→ TEXT
08 Feb

there’s another one

Konnor Griffin, outfielder/pitcher at Jackson Prep, is generally regarded as the state’s top high school prospect in the 2024 MLB draft, a potential first-rounder. Samuel Richardson, third baseman at Lewisburg High, might be another first-round candidate. Lindy’s preseason magazine ranks Richardson as the No. 33 prospect in the draft, the ninth-highest ranked high school player. The 6-foot-1, 190-pound right-handed hitter, cited for his raw power in various scouting reports, batted .301 with six homers, 23 RBIs, 11 doubles and five triples for MHSAA Class 6A state champion Lewisburg in 2023. A Missouri commit, he is one of four state-connected players in Lindy’s Top 50. Griffin (No. 8), ex-Madison Central High star Braden Montgomery of Texas A&M (No. 13) and Mississippi State’s Dakota Jordan (No. 25) are the others. Those three are also highly ranked by MLB Pipeline, which doesn’t have Richardson on its latest chart of the top 100. Both Griffin and Richardson made MaxPreps’ preseason high school All-America team. Lewisburg opens its season Thursday at Center Hill. P.S. Former Mississippi Braves Christian Bethancourt and Johan Camargo (Panama), Andrelton Simmons and Hendrik Clementina (Curacao) and Jairo Ascencio (Dominican Republic) have helped their teams reach the semifinal stage of the Caribbean Series in Miami. The semis are Thursday at loanDepot Park, the title game on Friday.

01 Feb

winter’s classic

The star attraction in the Caribbean Series — the seven-team international event that begins today in Miami — is National League MVP Ronald Acuna Jr., who’ll play for his native Venezuela. Among the other current and former big leaguers dotting the rosters is Bobby Bradley, the ex-Harrison Central High star who’ll play for Mexico. Bradley hit .281 with three homers and 19 RBIs in a short stint with Monterrey in the Mexican Pacific League this season. The power-hitting first baseman has belted 216 homers in his nine-year pro career, including 17 in the big leagues with Cleveland. He hit 30 for Charleston in the independent Atlantic League last summer. Mexico opens round-robin play today against Curacao. Acuna, a former Mississippi Braves standout who hit .337 with 41 homers, 106 RBIs and 70 steals for Atlanta in 2023, will lead Venezuela against the Dominican Republic tonight in what ought to be a rousing affair. (ESPN-plus is carrying all the games.) On the D.R. roster is Jairo Asencio, who racked up 28 saves as the closer for the Southern League champion M-Braves in 2008, when he was known as Luis Valdez. Other notable M-Braves alumni on the rosters: Christian Bethancourt (now with the Miami Marlins) will play for Panama, Andrelton Simmons for Curacao and Jonathan Morales for Puerto Rico. P.S. On the home front today, William Carey University hosts Missouri Baptist; Blue Mountain Christian welcomes Lane College; and Southeastern Baptist (of Laurel) visits Southern-New Orleans to launch the season for the state’s four-year colleges.

→ MATERIAL SUPPLIED
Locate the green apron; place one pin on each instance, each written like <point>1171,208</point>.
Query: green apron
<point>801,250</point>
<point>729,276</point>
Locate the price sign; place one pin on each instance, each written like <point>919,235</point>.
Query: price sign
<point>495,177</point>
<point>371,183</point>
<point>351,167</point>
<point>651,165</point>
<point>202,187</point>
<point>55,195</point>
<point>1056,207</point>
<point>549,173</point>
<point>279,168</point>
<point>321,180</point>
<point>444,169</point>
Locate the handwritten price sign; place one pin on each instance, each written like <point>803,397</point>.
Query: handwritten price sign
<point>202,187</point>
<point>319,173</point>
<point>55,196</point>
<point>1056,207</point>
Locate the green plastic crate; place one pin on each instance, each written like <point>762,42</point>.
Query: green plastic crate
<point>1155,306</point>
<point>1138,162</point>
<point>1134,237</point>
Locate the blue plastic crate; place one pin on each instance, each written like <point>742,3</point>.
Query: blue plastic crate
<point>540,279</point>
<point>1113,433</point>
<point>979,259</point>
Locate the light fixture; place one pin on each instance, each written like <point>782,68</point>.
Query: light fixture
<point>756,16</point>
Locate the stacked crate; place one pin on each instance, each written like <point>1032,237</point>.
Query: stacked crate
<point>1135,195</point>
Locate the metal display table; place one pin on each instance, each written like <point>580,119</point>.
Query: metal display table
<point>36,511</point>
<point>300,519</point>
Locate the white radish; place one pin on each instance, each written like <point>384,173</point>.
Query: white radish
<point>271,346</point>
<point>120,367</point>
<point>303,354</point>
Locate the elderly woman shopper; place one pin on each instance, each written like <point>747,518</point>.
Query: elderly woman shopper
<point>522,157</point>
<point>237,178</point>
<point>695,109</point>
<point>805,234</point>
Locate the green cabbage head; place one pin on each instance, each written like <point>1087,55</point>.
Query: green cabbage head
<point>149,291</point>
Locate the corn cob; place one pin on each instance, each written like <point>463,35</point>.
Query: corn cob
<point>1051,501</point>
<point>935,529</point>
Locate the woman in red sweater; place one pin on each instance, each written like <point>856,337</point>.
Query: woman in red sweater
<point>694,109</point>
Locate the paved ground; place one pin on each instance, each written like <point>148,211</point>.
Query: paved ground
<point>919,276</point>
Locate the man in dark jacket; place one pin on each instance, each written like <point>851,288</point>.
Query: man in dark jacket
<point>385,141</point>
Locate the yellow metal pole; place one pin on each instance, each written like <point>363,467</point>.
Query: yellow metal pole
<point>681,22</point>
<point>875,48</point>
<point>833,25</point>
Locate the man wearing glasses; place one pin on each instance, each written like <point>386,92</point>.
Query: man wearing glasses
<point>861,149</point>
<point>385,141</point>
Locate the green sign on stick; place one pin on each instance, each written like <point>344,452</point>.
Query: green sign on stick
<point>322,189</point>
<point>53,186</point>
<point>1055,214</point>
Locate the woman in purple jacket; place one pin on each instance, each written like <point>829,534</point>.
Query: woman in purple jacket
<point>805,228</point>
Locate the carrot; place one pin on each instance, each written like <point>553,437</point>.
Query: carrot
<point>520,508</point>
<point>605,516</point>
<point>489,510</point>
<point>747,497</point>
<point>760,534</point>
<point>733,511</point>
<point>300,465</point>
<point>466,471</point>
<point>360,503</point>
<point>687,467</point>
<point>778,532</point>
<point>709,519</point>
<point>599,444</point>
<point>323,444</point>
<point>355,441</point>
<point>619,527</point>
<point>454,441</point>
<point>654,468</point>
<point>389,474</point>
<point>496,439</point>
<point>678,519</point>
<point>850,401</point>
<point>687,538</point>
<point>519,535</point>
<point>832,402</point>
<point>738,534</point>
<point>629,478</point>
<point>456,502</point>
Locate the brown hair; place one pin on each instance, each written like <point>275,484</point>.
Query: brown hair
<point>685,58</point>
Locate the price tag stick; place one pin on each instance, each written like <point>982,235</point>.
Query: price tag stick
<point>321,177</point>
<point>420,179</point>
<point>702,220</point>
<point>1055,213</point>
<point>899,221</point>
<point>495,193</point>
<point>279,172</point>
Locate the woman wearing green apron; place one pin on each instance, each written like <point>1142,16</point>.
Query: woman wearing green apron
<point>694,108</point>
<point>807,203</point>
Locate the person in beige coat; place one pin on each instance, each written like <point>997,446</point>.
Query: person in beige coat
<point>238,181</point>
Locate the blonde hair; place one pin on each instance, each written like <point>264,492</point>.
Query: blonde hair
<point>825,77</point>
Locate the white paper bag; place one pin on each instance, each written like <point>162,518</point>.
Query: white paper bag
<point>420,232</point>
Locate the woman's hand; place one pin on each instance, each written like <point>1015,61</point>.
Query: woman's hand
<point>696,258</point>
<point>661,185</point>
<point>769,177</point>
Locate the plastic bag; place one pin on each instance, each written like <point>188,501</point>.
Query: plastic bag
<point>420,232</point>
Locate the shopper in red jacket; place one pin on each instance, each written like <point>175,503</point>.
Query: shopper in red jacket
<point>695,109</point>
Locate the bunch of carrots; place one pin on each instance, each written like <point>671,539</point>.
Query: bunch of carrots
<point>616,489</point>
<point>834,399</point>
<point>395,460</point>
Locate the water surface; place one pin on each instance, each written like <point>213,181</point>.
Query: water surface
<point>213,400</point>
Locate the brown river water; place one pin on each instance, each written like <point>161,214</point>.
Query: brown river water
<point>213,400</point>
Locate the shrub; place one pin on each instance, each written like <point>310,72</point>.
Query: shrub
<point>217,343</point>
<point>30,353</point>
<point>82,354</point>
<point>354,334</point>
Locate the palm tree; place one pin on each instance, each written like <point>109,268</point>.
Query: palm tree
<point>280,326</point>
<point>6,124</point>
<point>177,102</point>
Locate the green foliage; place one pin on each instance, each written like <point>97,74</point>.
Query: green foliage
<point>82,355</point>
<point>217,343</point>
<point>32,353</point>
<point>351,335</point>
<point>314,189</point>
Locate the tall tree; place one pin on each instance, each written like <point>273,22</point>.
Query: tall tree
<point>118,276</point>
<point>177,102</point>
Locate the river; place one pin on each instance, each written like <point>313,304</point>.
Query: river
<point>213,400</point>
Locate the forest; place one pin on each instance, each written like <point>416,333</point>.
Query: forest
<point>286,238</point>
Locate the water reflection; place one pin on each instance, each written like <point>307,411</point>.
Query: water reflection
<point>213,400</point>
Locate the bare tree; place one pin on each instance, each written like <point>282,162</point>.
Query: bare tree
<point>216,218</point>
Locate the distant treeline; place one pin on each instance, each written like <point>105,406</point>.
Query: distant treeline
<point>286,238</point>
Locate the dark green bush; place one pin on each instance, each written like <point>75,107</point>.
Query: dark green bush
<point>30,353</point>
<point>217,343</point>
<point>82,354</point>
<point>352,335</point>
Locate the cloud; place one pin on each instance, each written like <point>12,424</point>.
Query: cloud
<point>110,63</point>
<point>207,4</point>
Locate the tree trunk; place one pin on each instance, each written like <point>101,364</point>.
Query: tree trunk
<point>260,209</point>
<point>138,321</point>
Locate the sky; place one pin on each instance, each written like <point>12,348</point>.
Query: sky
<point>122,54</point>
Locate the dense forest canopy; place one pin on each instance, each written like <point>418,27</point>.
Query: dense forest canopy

→ TASKS FOR THIS EXERCISE
1. In the baseball column, which school has Samuel Richardson committed to?
2. Summarize the baseball column in two sentences.
The lines come from a separate source, not from the baseball column.

→ RESULTS FOR EACH TASK
1. Missouri.

2. The Feb. 8 entry says Lewisburg High third baseman Samuel Richardson, ranked No. 33 in Lindy's preseason magazine, might join Jackson Prep's Konnor Griffin as a first-round candidate in the 2024 MLB draft. The Feb. 1 entry previews the Caribbean Series in Miami, naming Venezuela's Ronald Acuna Jr. as the star attraction and noting that ex-Harrison Central star Bobby Bradley will play for Mexico, along with several former Mississippi Braves on other rosters.